▶ **Material for this exercise**
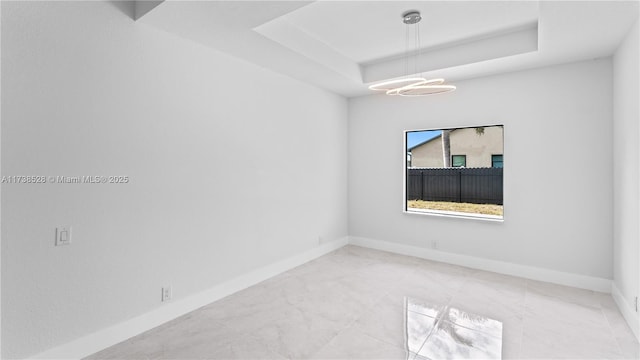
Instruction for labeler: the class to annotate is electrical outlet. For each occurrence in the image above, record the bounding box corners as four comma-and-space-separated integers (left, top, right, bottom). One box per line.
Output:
55, 226, 71, 246
162, 286, 171, 302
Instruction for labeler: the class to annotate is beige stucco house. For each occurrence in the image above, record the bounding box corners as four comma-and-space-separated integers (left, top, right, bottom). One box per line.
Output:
407, 126, 504, 167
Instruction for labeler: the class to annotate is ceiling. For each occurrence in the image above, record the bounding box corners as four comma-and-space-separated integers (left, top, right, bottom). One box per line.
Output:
138, 0, 639, 97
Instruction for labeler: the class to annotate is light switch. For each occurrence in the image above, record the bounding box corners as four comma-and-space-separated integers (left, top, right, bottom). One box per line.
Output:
56, 226, 71, 246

▶ **Short task**
Report each line of the data above, in full, that contains the word "record".

▶ **The response**
Instruction for labeler: the class to annotate is electrical outlet. For each occurrence in the image above, record the bounding box corners as four comma-and-space-separated integers (left, top, right, bottom). One box per line.
Instruction for labeler: the class to annotate is beige stucco house. For each occurrence in the image above, record the bounding box corners as four comma-and-space-separated integers (left, top, right, bottom). One box per line.
Instruction for labeler: the class to annotate is ceiling. For each occurrence in the image above, record the bounding box corners as four comma-and-space-separated integers (left, top, right, bottom). One box per line.
Instruction for labeler: the class to annotate is light switch. For each occurrence in the image above, record the bounding box corners as four comma-and-space-separated integers (left, top, right, bottom). One box per line.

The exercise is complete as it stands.